PROBLEM DESCRIPTION
Beginning with the line that contains "For every instance of the eye, the" and concluding with the final line of the listing below, output each line exactly, and only those lines.

TASK INPUTS
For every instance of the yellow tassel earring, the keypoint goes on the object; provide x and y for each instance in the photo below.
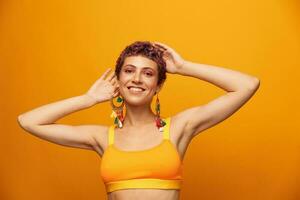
(117, 112)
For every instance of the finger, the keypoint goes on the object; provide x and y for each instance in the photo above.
(164, 46)
(114, 81)
(105, 73)
(161, 47)
(110, 77)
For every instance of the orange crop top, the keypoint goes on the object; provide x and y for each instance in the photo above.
(158, 167)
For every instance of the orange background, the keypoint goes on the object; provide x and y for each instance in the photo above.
(52, 50)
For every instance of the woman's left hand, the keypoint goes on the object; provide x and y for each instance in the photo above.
(173, 60)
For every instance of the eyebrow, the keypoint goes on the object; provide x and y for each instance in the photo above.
(135, 66)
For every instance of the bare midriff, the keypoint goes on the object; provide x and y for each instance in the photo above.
(144, 194)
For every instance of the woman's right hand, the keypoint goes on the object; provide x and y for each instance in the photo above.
(105, 88)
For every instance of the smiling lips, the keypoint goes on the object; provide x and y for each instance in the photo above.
(135, 89)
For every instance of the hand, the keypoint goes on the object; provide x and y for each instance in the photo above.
(104, 88)
(173, 60)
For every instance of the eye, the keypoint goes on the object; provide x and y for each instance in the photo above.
(127, 70)
(149, 73)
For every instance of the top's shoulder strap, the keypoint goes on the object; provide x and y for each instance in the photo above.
(167, 128)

RESPONSE TO THIS TASK
For every instance of the eye, the keypoint goes on the object; provide x and y for each instance in the photo above.
(127, 70)
(149, 73)
For every instance of the top's shoulder strap, the keypoint goes on the object; provide x and y for each instance in the photo above.
(167, 128)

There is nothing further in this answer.